**WRITTEN INSTRUCTION**
Collect every line of the records below that contains the word "roof". Treat uppercase and lowercase as different.

**Coordinate annotation records**
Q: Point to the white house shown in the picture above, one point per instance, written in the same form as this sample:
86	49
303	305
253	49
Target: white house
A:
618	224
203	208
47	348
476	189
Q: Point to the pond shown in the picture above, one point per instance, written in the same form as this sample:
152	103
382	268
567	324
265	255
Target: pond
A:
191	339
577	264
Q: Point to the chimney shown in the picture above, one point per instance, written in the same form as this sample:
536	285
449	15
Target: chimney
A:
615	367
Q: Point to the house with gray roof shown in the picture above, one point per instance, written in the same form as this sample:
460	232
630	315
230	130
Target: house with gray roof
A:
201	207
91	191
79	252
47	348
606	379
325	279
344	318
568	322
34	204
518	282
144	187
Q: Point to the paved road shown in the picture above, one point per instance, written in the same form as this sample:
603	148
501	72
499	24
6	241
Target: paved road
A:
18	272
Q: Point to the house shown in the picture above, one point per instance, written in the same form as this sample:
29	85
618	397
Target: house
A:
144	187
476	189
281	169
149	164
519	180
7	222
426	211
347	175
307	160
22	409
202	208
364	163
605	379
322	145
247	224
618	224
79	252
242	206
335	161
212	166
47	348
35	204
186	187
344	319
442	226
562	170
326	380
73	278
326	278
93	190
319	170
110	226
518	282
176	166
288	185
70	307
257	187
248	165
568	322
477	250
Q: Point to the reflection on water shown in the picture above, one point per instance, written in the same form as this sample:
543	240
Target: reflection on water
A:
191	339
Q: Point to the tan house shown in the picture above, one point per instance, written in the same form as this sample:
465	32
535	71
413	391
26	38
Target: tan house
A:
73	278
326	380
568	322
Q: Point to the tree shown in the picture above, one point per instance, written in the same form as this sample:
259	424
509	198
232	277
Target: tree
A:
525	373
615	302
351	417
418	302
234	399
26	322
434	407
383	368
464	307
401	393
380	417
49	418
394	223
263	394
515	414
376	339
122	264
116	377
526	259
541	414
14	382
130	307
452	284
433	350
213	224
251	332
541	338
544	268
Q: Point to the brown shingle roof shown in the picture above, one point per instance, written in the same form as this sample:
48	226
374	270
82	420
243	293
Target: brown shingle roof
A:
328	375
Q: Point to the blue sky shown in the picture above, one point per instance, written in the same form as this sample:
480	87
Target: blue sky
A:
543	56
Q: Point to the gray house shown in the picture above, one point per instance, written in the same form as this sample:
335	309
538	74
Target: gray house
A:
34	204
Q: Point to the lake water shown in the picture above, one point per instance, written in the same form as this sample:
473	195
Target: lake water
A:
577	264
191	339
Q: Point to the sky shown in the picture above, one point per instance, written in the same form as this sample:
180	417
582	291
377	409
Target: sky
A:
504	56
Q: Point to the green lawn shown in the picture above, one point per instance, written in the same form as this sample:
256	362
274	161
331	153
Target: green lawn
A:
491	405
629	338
--
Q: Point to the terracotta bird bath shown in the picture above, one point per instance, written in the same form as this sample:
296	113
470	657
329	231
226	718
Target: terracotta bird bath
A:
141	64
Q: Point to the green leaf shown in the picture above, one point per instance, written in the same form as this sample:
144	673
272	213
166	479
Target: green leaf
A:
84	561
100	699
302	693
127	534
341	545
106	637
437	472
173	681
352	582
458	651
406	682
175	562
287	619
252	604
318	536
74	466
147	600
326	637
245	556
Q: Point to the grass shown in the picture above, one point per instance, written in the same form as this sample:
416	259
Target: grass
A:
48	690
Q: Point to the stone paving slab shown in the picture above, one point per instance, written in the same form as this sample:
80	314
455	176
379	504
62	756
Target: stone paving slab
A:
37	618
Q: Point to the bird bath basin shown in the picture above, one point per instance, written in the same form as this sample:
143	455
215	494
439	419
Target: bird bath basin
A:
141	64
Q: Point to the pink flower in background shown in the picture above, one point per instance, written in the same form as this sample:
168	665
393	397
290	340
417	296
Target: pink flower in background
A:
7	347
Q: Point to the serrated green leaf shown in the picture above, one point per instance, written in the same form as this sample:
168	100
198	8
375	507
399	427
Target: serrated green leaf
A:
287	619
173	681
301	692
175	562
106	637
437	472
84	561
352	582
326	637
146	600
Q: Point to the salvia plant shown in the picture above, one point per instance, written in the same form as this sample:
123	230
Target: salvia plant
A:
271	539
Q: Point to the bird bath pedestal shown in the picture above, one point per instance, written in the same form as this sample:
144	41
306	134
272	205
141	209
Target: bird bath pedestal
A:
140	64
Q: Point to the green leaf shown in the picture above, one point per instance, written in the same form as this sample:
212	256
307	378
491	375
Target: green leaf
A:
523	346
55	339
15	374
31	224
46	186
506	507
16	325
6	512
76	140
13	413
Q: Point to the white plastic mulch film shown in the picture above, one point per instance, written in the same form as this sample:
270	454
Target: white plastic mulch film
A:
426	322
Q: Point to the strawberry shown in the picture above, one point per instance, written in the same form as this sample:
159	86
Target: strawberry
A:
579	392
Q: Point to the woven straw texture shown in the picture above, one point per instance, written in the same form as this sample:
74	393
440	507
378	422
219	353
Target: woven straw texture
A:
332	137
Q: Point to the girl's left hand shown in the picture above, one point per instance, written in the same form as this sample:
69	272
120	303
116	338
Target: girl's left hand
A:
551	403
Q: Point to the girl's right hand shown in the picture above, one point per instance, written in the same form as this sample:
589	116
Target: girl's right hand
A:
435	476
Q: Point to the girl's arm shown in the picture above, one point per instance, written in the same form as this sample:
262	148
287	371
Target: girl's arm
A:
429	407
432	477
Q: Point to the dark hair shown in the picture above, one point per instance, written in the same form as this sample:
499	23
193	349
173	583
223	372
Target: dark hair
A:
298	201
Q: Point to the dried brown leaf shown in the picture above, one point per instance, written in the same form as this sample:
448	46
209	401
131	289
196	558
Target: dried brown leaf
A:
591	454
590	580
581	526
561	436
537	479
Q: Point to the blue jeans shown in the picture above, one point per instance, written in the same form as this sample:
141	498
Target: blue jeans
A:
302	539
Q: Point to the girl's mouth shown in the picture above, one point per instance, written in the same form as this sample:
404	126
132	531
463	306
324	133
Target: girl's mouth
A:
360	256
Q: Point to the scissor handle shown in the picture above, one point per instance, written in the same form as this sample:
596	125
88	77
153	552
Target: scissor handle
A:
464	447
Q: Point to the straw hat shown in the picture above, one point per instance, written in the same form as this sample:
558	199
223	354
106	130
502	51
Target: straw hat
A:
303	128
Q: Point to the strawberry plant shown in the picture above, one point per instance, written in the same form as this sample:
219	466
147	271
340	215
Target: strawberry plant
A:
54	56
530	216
==
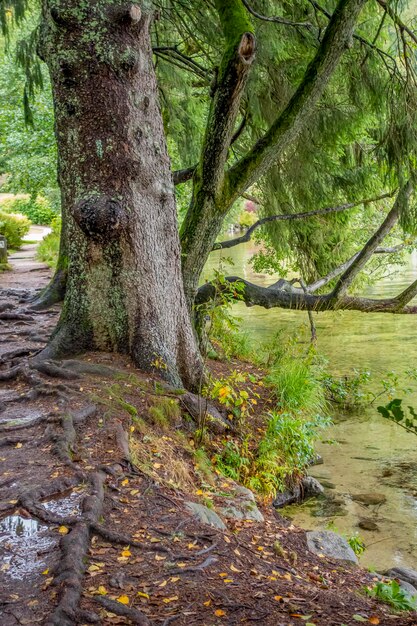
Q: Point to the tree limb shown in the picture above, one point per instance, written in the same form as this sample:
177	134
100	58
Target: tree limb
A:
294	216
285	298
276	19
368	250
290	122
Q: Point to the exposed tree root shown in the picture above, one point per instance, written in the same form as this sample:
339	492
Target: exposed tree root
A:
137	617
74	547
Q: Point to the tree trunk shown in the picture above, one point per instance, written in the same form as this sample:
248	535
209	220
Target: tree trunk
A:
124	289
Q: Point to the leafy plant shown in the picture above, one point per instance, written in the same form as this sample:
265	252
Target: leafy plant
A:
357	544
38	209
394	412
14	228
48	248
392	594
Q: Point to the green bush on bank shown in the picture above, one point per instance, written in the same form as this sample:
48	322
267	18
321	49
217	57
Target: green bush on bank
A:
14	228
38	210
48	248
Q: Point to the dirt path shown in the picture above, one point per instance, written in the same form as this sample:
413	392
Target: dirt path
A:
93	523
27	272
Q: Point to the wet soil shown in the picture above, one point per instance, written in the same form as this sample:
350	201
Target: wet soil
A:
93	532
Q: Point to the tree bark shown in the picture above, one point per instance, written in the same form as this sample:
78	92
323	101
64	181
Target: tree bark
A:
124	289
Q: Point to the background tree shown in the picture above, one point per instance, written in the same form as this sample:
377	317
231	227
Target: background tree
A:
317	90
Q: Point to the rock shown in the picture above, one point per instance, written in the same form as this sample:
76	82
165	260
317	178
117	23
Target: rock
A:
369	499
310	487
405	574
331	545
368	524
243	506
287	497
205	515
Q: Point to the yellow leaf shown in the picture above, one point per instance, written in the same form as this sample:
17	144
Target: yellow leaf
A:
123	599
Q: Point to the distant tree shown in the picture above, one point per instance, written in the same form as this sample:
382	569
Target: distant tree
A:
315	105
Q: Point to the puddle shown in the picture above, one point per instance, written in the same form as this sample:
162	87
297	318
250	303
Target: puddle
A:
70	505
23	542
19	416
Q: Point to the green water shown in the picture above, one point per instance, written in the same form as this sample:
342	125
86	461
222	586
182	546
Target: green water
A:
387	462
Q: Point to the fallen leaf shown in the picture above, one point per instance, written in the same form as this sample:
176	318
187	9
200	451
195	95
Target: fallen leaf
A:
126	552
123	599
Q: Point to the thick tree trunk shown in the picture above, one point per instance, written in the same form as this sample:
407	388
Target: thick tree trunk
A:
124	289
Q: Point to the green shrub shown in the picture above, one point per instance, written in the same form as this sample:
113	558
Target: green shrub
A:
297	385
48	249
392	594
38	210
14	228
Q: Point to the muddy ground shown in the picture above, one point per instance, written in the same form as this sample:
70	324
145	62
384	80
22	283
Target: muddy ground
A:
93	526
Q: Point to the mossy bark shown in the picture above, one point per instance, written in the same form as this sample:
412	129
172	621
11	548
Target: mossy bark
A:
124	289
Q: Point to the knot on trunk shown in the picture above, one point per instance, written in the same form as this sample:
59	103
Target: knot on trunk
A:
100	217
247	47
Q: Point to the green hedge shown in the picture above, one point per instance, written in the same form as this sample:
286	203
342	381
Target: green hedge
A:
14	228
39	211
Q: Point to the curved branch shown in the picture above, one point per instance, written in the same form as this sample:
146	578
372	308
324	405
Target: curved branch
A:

**FINISHED ANSWER**
Q: Point to the house with gray roof shown in the picture above, one point per instance, written in the same form as this sample:
Target: house with gray roof
Q: Point to the brown shingle roof shown in the picture above, one point per instance, written in the same form as this sample:
Target: brown shingle roof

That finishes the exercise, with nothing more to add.